TASK DIRECTIONS. Retype the full set of records. Keep every character identical.
Start of INPUT DATA
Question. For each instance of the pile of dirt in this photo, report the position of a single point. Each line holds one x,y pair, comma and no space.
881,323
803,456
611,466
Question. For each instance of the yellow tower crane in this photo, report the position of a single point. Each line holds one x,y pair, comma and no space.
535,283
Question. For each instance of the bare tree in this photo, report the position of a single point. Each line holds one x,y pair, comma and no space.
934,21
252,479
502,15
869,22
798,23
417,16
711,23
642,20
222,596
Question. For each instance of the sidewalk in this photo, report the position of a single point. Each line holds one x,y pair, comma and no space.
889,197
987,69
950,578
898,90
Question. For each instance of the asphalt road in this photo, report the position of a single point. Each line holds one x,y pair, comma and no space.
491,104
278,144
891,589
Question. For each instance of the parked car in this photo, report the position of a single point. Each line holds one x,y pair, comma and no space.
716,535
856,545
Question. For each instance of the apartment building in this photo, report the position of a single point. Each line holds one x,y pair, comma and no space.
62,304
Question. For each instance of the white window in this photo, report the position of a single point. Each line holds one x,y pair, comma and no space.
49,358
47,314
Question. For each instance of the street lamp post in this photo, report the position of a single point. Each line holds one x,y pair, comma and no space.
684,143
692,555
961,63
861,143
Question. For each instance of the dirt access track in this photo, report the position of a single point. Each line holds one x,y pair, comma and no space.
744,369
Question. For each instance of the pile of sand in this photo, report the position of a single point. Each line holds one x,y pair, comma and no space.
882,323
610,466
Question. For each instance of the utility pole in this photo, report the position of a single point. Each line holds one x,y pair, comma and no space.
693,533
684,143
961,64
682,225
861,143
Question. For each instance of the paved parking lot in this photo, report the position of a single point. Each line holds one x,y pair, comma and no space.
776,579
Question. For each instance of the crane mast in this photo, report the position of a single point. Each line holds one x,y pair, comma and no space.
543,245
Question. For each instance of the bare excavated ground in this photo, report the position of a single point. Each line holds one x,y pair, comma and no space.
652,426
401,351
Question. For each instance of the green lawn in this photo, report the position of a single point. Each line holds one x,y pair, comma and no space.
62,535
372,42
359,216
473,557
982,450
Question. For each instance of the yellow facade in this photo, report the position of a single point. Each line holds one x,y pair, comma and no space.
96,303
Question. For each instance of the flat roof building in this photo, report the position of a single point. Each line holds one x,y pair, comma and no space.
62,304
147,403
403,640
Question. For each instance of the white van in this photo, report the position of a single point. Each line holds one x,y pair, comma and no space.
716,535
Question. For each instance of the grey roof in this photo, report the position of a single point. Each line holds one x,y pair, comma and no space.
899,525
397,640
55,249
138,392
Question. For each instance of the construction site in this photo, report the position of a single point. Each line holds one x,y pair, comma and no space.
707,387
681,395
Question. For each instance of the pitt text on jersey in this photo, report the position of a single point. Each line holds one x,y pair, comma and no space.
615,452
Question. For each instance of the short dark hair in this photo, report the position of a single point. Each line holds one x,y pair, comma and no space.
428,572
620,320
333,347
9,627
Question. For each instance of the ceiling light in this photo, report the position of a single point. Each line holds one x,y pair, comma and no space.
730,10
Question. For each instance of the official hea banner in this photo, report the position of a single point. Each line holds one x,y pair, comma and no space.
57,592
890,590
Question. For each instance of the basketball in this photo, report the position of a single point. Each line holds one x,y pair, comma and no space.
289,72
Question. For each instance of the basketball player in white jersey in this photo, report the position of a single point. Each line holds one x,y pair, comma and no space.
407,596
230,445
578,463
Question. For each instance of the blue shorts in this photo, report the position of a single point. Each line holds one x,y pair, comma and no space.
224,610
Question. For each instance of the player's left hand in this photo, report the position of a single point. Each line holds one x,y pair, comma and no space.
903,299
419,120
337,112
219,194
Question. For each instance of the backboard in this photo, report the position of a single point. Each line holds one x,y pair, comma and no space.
End of INPUT DATA
YOUR SOLUTION.
Question. For each instance of the pile of dirt in this photo, report the position of a single point. Each line holds one x,y pair, comma and no space.
881,323
803,456
611,466
Question. For each instance of the yellow tower crane in this photo, report the position of a single point. Each line holds one x,y pair, comma and no space.
535,283
Question. For each instance of the bare tree in this photo, report the position of a single point. Each line holds one x,y pair, comma and no space.
934,21
252,479
502,15
869,22
798,23
417,16
711,23
642,20
222,596
Question. For each instance of the sidewalk in this photo, report the position of a single point. Each line holds one x,y pair, comma and no space.
889,197
987,69
950,578
898,90
Question. For each instance of the asphalt road in this photo, report the position of a single point. Each line holds one x,y pair, comma and no space.
491,104
278,144
891,589
Question. For each instance of the parked car in this photo, report the position of a single point. Each line holds one x,y pair, comma and no space.
716,535
856,545
Question. For each instance of the apartment building in this photo, report the position of a single point. Each line holds one x,y pair, comma and no space.
62,304
Question. For each instance of the white window in this photo, report the position of a single point. Each line holds one x,y pair, comma and no space.
49,358
47,314
Question. For each instance of the street lamp post in this photo, report the position of a single point. Each line holds one x,y pair, comma and no space.
684,143
692,555
961,63
861,143
Question. For each instance of the dirt access track in this photo, report the position of a single point. Each line holds one x,y pair, comma and no space.
744,369
Question. For each instance of the pile of sand in this photo, report the position of a single point. Each line holds one x,y pair, comma and no space.
882,323
610,466
Question. For each instance of the utility pole in this photo, report the position of a single point. Each line holds one x,y pair, comma and no space.
693,533
684,143
961,64
682,225
861,143
Question. For each instance of the paved parking lot in this photo, report the position of a single point. Each line holds one x,y pair, comma and no space.
776,579
Question. For each instance of the crane mast in this photo, report the position of a single point. Each line holds one x,y pair, comma and no space.
543,245
Question. For each instance of the bare excavated ground in this photo, report the position of a single point. Each line holds one x,y pair, comma and no space.
652,426
401,351
Question. For each instance of the green lawn in this photo, report the position of a single point. Each line holds one x,y pair, comma and no space.
62,535
372,42
359,216
473,557
982,450
Question. For each instance of the yellow facade in this photo, report the position of a single point. Each line holds one x,y pair, comma and no space.
96,303
Question. For each instance of the flat roof building in this photo, report the position of a single point. Each line holds one x,y pair, comma and no space.
62,304
147,403
403,640
Question. For each instance of the white van in this photo, report the position of a single point. Each line holds one x,y pair, comma and no space.
716,535
Question. For each instance of the grey roof in this photo, report the position of a single point. Each line holds one x,y pair, comma and no space.
899,525
397,640
55,249
138,392
Question. For each instance of the construction site in this photo, report the position of a single point. Each line holds one x,y pair, comma and no space.
707,387
681,395
Question. For each instance of the pitt text on jersey in this photo, report the position of a single point. Each line holds one x,y pair, comma and no space.
615,452
Question. For each instance of the short dark hair in this photo, report the position of a single point. Each line holds one x,y pair, comma and no space.
428,572
620,320
333,347
9,627
Question. For each instance of the ceiling light in this photo, report the position of a single point. Each line holds one x,y pair, comma and no space.
730,10
Question. For each instance of the official hea banner in this photo, report the position of a single point. Each line holds one x,y pair, comma and no space.
57,592
890,590
Question. For each instance of the basketball in this photo, report the position of a single point. Each line holds one x,y pair, comma and no space.
289,72
Question. For each instance of the basketball player in white jersey in this photo, report the position of a single point. Each line holds one x,y pair, comma and no space.
407,596
230,445
578,463
Question. For each instance of the blue shorts in this photo, report the position of a single point. Each line holds one x,y pair, comma and no space.
224,610
Question. For each instance of the player's left hand in this photo, report the position of a single point. Each line holds one x,y pair, comma and no space.
903,299
419,120
337,112
219,194
Question. For each instance of the backboard in this photo, report the position of a single point. Each line holds one x,y pair, comma and no space.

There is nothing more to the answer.